[WORK REQUEST]: Using the word "tower" as the filter, copy each matching line from the records.

[SOURCE DATA]:
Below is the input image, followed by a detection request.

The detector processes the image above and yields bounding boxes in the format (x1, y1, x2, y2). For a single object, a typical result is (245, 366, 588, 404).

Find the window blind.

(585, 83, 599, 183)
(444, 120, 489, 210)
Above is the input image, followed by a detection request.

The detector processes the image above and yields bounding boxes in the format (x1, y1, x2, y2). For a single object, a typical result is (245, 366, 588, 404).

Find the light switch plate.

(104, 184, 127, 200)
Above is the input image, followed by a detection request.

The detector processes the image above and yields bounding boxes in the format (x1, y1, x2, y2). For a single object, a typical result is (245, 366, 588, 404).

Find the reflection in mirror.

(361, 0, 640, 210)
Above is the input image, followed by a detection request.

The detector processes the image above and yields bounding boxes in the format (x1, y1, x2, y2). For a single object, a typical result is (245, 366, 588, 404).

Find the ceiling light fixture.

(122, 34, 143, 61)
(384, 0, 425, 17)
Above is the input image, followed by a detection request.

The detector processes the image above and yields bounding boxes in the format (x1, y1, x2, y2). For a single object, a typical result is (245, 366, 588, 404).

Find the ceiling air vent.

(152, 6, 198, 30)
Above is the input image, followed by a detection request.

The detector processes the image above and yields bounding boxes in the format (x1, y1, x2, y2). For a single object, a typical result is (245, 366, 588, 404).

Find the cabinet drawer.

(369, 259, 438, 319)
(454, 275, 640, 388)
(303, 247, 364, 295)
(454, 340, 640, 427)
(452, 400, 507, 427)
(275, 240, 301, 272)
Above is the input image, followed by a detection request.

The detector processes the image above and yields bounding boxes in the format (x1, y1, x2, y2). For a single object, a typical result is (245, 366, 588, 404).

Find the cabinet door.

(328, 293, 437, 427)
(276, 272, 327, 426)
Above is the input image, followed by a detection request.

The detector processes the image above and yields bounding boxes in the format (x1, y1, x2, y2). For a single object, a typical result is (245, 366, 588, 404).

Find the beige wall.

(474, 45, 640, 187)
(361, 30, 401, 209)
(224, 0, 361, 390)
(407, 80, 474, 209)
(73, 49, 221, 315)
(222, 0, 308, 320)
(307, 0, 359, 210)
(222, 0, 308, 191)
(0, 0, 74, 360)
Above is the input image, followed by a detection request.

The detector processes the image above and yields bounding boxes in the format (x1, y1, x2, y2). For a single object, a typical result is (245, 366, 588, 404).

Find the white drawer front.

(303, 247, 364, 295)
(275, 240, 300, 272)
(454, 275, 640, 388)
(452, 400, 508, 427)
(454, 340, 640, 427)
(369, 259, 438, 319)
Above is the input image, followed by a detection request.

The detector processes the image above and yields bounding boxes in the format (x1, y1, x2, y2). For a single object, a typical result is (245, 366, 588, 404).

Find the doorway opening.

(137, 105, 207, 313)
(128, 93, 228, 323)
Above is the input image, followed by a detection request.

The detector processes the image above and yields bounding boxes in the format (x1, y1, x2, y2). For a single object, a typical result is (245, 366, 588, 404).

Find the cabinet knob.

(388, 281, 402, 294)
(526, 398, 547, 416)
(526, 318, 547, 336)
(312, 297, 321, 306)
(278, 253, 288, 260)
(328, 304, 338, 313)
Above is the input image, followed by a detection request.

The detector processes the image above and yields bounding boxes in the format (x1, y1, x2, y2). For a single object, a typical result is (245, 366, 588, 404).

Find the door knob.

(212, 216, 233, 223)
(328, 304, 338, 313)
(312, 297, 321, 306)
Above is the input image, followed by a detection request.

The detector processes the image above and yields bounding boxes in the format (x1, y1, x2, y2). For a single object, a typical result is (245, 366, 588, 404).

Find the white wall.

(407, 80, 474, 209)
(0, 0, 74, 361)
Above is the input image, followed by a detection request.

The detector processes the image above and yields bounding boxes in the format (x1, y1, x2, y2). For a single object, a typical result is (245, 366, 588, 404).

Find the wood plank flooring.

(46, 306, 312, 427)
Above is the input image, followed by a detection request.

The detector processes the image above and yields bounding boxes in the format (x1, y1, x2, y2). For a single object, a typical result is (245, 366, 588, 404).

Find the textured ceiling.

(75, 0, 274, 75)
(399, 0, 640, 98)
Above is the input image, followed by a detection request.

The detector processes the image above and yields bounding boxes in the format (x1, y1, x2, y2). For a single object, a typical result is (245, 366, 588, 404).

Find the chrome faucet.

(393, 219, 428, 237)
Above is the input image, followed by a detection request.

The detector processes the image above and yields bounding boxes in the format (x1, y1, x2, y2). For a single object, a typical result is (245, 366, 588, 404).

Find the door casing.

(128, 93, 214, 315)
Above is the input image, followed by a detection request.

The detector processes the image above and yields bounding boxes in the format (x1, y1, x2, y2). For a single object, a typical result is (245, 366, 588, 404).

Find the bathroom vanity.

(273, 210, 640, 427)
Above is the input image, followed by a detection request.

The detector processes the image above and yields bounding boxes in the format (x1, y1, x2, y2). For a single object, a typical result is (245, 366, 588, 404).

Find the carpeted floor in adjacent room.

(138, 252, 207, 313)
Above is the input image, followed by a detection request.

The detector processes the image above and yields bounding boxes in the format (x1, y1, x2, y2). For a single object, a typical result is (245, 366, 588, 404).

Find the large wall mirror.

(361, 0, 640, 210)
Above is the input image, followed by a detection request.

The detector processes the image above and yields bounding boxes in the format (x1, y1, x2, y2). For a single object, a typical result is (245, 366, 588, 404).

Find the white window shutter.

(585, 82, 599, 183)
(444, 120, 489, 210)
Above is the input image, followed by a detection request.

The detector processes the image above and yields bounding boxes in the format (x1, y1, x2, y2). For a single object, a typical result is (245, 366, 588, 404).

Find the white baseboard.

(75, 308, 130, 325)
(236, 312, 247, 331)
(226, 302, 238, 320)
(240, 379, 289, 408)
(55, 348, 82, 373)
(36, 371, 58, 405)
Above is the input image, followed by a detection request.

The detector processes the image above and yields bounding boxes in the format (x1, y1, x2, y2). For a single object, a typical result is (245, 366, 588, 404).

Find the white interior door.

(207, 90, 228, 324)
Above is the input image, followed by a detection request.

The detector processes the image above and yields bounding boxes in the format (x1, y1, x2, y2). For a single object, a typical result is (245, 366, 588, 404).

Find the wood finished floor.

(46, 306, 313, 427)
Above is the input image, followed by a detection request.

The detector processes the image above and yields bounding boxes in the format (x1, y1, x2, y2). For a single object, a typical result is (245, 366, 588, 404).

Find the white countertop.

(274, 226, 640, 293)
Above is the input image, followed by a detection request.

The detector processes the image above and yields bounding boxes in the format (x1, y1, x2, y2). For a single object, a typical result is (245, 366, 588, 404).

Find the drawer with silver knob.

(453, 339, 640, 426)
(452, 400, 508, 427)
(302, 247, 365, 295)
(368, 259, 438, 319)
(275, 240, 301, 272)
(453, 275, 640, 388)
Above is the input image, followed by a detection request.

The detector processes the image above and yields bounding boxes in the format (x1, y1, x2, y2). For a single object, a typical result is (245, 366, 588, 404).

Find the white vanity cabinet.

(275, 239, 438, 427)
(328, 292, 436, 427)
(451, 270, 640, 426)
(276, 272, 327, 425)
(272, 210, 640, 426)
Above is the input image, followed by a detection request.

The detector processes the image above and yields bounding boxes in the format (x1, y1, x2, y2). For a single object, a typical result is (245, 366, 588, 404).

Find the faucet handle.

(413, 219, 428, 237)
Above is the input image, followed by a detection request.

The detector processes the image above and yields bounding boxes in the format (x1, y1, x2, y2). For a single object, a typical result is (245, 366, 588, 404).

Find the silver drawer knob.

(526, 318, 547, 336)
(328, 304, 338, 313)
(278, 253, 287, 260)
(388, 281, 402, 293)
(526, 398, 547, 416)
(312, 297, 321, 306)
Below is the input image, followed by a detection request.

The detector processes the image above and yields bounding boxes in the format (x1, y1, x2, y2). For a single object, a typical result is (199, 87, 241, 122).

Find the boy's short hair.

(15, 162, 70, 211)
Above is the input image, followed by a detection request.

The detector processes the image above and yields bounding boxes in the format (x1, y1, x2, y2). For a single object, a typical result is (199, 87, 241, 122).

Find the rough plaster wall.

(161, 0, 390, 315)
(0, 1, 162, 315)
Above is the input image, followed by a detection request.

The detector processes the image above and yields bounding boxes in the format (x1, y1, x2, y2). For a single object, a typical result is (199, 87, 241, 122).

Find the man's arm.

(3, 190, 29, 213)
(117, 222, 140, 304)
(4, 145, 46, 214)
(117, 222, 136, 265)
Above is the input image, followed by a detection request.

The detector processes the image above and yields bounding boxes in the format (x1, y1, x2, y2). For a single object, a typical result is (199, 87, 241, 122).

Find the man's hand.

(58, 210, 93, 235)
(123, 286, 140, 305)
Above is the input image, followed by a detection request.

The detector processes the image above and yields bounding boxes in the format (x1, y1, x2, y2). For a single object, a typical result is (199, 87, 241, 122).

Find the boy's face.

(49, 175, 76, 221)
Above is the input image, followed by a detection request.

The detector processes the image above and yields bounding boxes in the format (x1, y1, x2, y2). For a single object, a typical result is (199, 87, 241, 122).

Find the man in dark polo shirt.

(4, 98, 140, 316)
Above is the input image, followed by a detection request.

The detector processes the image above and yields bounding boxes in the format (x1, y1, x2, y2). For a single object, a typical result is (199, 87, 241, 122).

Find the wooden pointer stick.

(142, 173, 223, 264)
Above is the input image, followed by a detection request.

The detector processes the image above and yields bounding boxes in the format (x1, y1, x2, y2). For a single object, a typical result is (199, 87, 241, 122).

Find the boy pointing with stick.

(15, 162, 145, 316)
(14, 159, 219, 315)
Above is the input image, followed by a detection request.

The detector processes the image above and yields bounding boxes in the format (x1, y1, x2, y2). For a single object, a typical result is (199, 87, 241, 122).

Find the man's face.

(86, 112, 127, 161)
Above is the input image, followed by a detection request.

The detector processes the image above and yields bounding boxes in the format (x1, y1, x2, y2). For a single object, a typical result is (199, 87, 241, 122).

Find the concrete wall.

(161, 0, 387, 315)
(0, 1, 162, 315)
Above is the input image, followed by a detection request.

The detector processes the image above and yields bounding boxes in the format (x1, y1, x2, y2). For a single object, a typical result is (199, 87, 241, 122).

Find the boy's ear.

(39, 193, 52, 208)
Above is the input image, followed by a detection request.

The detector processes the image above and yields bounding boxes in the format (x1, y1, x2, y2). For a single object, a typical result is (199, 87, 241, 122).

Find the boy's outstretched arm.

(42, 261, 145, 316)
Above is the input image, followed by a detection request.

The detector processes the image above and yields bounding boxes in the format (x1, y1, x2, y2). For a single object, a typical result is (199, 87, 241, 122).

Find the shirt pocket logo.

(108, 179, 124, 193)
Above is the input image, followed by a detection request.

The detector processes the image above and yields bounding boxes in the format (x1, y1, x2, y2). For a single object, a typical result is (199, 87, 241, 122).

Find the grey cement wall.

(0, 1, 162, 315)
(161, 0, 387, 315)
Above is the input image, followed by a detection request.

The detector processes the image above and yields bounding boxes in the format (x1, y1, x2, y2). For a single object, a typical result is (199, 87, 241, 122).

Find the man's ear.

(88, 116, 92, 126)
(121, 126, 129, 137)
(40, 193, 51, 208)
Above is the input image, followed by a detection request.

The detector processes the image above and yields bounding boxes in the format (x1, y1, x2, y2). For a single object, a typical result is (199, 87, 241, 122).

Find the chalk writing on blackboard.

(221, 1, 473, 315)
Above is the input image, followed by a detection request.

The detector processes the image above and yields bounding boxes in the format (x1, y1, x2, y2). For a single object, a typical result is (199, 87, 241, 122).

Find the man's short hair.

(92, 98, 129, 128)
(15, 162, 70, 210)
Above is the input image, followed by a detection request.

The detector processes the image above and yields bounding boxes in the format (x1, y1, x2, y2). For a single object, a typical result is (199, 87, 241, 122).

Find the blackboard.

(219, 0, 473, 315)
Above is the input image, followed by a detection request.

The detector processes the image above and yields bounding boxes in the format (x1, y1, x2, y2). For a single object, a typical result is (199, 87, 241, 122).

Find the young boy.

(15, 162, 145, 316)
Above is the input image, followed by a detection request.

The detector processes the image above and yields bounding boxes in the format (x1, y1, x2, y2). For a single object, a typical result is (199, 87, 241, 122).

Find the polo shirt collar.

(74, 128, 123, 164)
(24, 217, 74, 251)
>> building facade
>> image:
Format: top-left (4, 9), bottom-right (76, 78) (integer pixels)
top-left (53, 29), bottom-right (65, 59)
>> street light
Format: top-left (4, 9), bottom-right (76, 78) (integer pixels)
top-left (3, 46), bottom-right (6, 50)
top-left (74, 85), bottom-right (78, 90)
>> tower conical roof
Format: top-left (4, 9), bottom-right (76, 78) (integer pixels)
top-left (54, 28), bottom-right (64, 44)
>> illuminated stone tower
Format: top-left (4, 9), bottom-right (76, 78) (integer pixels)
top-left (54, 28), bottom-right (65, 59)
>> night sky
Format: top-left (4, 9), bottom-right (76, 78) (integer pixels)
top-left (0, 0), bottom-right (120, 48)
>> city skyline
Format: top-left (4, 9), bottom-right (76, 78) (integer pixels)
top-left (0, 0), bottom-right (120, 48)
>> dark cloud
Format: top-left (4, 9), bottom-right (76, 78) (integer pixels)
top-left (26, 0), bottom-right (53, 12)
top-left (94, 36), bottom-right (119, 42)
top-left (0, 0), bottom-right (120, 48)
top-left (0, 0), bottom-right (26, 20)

[EXERCISE ANSWER]:
>> tower conical roof
>> illuminated stone tower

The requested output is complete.